▶ _WHAT YOU WILL DO_
Count the lines below that contain the string "jersey" with its case matched exactly, and give only that number.
"""
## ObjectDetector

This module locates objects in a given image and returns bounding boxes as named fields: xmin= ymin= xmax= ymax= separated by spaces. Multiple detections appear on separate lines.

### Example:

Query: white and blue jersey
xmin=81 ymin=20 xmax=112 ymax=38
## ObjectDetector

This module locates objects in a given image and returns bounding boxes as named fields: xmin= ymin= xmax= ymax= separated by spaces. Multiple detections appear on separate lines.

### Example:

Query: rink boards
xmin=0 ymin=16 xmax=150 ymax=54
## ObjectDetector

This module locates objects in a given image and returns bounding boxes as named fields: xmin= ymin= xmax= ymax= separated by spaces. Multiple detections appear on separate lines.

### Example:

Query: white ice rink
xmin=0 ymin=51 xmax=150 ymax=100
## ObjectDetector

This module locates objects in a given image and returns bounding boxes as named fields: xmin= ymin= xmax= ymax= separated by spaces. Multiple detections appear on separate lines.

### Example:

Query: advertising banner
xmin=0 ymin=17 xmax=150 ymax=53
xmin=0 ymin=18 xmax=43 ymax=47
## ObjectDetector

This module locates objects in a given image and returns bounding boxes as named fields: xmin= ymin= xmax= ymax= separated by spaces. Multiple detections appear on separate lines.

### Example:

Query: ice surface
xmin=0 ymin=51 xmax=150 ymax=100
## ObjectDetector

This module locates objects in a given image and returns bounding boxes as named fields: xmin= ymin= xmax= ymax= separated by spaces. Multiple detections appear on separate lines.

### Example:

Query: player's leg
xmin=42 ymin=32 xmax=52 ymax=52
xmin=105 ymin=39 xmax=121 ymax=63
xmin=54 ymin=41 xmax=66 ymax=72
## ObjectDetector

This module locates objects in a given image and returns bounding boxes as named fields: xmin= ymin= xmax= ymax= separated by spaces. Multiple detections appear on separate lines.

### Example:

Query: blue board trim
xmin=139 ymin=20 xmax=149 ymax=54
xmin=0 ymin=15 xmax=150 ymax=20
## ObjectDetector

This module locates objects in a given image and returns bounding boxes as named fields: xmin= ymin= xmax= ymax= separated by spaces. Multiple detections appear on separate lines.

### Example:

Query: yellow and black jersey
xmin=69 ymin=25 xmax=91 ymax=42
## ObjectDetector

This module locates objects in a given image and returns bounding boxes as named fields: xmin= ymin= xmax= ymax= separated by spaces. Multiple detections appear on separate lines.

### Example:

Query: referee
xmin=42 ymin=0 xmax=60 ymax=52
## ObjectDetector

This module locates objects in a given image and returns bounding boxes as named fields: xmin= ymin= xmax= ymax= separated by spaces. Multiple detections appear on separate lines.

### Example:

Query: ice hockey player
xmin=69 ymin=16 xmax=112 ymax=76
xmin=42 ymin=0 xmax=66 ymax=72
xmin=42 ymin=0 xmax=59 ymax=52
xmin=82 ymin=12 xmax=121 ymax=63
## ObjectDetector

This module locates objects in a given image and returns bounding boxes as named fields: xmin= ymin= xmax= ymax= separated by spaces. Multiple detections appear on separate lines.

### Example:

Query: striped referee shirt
"""
▶ _THE RESULT_
2